## What is needed
Beneath this task is a listing; retype all of it exactly.
═════ Records for the exercise ═════
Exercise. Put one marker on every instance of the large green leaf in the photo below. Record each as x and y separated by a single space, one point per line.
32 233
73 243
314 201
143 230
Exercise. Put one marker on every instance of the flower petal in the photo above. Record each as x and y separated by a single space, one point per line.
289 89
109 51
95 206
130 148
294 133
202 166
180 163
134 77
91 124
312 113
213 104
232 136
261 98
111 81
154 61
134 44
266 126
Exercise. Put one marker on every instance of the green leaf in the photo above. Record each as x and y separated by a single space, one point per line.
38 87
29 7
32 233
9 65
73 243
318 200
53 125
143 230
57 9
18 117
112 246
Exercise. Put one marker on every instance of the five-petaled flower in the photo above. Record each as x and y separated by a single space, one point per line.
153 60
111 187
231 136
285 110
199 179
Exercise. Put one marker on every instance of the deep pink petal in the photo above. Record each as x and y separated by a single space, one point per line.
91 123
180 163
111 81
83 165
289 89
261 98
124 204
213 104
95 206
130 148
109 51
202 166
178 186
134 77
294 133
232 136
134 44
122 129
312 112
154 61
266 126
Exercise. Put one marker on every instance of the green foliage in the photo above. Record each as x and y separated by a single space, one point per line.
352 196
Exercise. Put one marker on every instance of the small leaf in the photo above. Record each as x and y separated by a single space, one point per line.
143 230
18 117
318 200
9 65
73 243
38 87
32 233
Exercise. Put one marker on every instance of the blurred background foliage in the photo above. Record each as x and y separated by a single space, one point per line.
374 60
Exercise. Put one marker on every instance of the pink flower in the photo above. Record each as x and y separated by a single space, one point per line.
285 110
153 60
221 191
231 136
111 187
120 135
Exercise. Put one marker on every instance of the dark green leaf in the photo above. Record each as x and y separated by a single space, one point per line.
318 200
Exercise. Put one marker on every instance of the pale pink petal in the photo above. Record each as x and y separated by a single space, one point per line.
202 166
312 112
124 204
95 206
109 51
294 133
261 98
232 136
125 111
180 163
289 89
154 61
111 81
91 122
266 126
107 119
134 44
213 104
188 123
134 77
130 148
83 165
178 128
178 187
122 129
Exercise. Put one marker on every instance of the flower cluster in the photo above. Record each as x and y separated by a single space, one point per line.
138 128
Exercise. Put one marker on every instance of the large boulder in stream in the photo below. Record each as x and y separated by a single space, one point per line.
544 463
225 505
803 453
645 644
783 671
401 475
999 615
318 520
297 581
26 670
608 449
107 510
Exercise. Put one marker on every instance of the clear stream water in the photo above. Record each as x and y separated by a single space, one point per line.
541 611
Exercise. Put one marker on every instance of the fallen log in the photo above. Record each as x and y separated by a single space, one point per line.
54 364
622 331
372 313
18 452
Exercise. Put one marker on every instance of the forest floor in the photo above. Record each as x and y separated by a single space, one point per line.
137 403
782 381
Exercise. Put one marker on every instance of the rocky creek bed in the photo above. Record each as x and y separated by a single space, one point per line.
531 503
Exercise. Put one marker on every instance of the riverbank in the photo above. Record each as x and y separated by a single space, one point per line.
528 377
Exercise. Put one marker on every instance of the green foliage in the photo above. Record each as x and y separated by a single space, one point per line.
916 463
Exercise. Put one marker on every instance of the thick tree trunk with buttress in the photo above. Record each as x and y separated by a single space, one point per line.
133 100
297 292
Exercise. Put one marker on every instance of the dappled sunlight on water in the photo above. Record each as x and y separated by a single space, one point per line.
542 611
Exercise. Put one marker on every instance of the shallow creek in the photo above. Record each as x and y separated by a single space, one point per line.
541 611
═════
## The output
Exercise. Put one marker on every instance of the large green leaf in the photo below. Record each as x and y separated by a single space, one point per line.
32 233
73 243
314 201
143 230
Exercise. Put one marker on every instance of the flower petal in the photo above. Record each as x and y separated by a single space, one point per line.
289 89
109 51
95 206
130 148
294 133
202 166
180 163
134 77
91 124
312 113
213 104
232 136
261 98
111 81
154 61
134 44
266 126
Exercise. Put one marker on every instance of the green leaf in the photo above. Record each as x and y separated by a single space, one point per line.
38 87
29 7
32 233
9 65
73 243
318 200
53 125
143 230
57 9
18 117
112 246
Exercise. Put one marker on every instance of the five-petaled flower in the photo above. Record each as x and y separated by a single space, one point per line.
153 60
111 187
231 136
285 110
199 179
Exercise. Put one marker on every instance of the deep pink petal in the photo above. Record each as x and y separated by a single space, one point per line.
91 123
180 163
111 81
83 165
289 89
261 98
124 204
213 104
95 206
130 148
109 51
202 166
178 186
134 77
294 133
232 136
134 44
122 129
312 112
154 61
266 126
Exercise. Put one marker on every instance of the green foliage in the photo above. Record each as x and y separated by a single space, one point per line.
352 196
Exercise. Put one marker on every instance of the small leaf in the photo above. Record each as x and y separated by a single space, one point per line.
143 230
18 117
318 200
9 65
73 243
38 87
32 233
Exercise. Put one marker on every instance of the blurred background foliage in the photo above. Record each as x and y separated by a single space, one point per line.
374 60
Exercise. Put one marker on every instance of the pink flower in the photo above. Record each as x and y separated by a single space, one point per line.
285 110
153 60
221 191
231 136
111 187
120 135
Exercise. Put one marker on every instance of the dark green leaf in the photo above. Record each as x and y separated by a single space, one point per line.
318 200
Exercise. Put one marker on every instance of the pale pink petal in the photo above. Record each as x and y separated by a single space, one point per line.
202 166
312 112
124 204
95 206
109 51
294 133
261 98
232 136
125 111
180 163
289 89
154 61
111 81
91 122
266 126
107 119
134 44
213 104
188 123
134 77
130 148
83 165
178 128
178 187
122 129
Exercise. Put one marker on every instance of the flower cluster in the photo above. Record each as x and y separated by a single space, one point per line.
138 128
Exercise. Put one marker on every instance of the large boulder in stream in the photo below. Record each as x and y separated by a single space, one point per line.
544 463
225 505
803 453
645 644
783 671
401 475
999 615
318 520
297 581
26 670
608 449
107 510
Exercise. Put one marker on every instance of the clear stream water in the photo above. Record each as x and y separated by a single space, one point per line.
541 611
Exercise. Put one marker on every instance of the fallen log in the photo above. Record each as x and y separated by a single space, one point per line.
54 364
622 331
372 313
18 452
Exercise. Put one marker on every instance of the forest floor in the photo above. Record each as x and y separated by a single space, one point per line.
137 403
782 381
Exercise. Put one marker on every instance of the rocky creek bed in the photo above. Record each as x and y separated by a single space, one point per line.
531 503
Exercise. Put one marker on every instance of the riverbank in the photo above. Record each as x and y separated by a single space, one point per line.
528 377
Exercise. Put one marker on every instance of the green foliage in the photo above. Record each as x and y separated by a single space, one point per line.
916 463
Exercise. Put one marker on every instance of the thick tree trunk with buttress in the photo above. Record each as x and y separated by a single space, one point per line.
133 100
297 292
Exercise. Put one marker on every instance of the dappled sunlight on water in the photo above. Record each as x and y separated by a single space, one point per line.
542 611
Exercise. Put one marker on every instance of the shallow creek in the photo above. Record each as x and y separated by a single space, one point per line.
541 611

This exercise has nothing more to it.